Required work:
Reproduce the forum thread below on choosing between USC and AFI for production or directing, word for word and in full.

# USC or AFI for Production/Directing?



## Deb F (Mar 21, 2019)

Hey everyone, if you are admitted to USC film production major and AFI directing class, which one would you attend and why?


----------



## wknowles (Mar 21, 2019)

I'm for USC. The first year schedule at AFI plus what the gear provided by the conservatory have ruled it out for me. And tuition is so expensive!


----------



## Deb F (Mar 21, 2019)

wknowles said:


> I'm for USC. The first year schedule at AFI plus what the gear provided by the conservatory have ruled it out for me. And tuition is so expensive!


You mean afi provide poor equipment? I heard the equipment in USC is poorer...? And yes tuition is so expensive   I think it's getting more expensive than last year.


----------



## wknowles (Mar 24, 2019)

Deb F said:


> You mean afi provide poor equipment? I heard the equipment in USC is poorer...? And yes tuition is so expensive   I think it's getting more expensive than last year.



Usc is definitely above  

USC - red and Alexa for thesis films. Led lights. 

Afi- (from what I’ve heard from them) lower end canon cameras for films.


----------



## yisiling (Mar 24, 2019)

my advice to you is to reach out to both current USC and AFI directing student and ask their experience there. 
It depends on what matters to you. Check out shorts done by both schools, ask their equipment list (if that matters to you), if you are in LA, ask them if you can sit in for a class. Check out the program from different aspect, and then make a decision.


----------

Listed records:
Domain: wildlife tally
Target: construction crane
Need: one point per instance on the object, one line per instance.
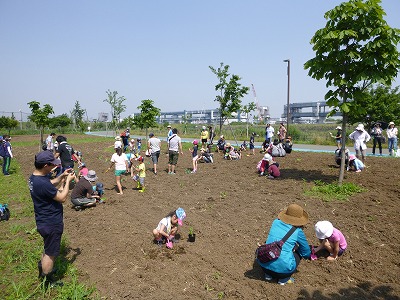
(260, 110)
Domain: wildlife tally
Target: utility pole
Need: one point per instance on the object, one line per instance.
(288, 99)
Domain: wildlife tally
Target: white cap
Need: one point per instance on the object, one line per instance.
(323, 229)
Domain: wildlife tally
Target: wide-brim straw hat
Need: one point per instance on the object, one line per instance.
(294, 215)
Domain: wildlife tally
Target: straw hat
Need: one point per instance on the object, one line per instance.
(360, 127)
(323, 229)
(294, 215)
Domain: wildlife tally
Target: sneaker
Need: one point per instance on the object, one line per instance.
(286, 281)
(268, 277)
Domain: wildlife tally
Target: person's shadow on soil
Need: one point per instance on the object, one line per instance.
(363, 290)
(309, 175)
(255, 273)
==
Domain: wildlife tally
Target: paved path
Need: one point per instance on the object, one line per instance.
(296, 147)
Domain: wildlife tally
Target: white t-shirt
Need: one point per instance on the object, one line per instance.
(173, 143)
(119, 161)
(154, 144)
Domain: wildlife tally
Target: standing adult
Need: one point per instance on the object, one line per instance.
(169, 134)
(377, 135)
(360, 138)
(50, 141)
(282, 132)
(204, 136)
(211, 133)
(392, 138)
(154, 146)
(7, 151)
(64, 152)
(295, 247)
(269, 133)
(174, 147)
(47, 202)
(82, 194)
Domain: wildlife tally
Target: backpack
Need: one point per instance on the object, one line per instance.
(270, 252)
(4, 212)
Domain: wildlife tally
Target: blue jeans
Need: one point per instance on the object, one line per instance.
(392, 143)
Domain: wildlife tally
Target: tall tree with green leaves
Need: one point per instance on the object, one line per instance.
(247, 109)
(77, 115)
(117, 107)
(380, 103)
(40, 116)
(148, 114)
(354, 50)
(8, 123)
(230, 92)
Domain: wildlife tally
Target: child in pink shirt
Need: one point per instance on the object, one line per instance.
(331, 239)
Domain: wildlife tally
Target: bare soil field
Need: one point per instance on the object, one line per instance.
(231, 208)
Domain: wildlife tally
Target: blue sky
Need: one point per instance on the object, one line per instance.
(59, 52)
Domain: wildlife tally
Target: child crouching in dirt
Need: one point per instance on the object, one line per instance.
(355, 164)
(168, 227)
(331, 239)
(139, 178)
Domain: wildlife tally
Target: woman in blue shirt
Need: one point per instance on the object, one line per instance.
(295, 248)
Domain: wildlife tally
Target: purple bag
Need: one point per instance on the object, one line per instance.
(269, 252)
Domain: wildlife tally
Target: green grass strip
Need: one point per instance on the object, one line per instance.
* * *
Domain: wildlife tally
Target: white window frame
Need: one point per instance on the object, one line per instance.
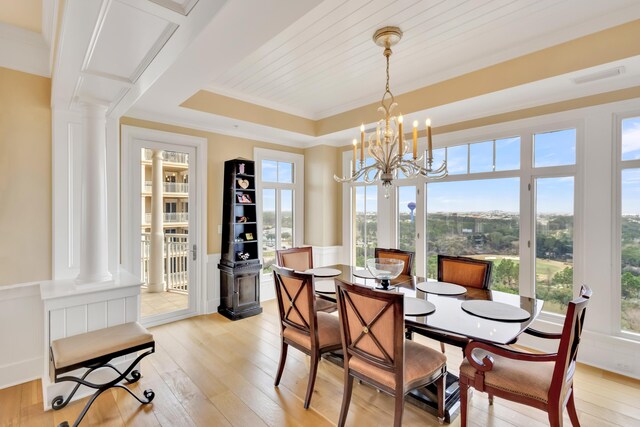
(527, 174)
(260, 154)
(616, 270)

Written response:
# USC or AFI for Production/Directing?



## Deb F (Mar 21, 2019)

Hey everyone, if you are admitted to USC film production major and AFI directing class, which one would you attend and why?


----------



## wknowles (Mar 21, 2019)

I'm for USC. The first year schedule at AFI plus what the gear provided by the conservatory have ruled it out for me. And tuition is so expensive!


----------



## Deb F (Mar 21, 2019)

wknowles said:


> I'm for USC. The first year schedule at AFI plus what the gear provided by the conservatory have ruled it out for me. And tuition is so expensive!


You mean afi provide poor equipment? I heard the equipment in USC is poorer...? And yes tuition is so expensive   I think it's getting more expensive than last year.


----------



## wknowles (Mar 24, 2019)

Deb F said:


> You mean afi provide poor equipment? I heard the equipment in USC is poorer...? And yes tuition is so expensive   I think it's getting more expensive than last year.



Usc is definitely above  

USC - red and Alexa for thesis films. Led lights. 

Afi- (from what I’ve heard from them) lower end canon cameras for films.


----------



## yisiling (Mar 24, 2019)

my advice to you is to reach out to both current USC and AFI directing student and ask their experience there. 
It depends on what matters to you. Check out shorts done by both schools, ask their equipment list (if that matters to you), if you are in LA, ask them if you can sit in for a class. Check out the program from different aspect, and then make a decision.


----------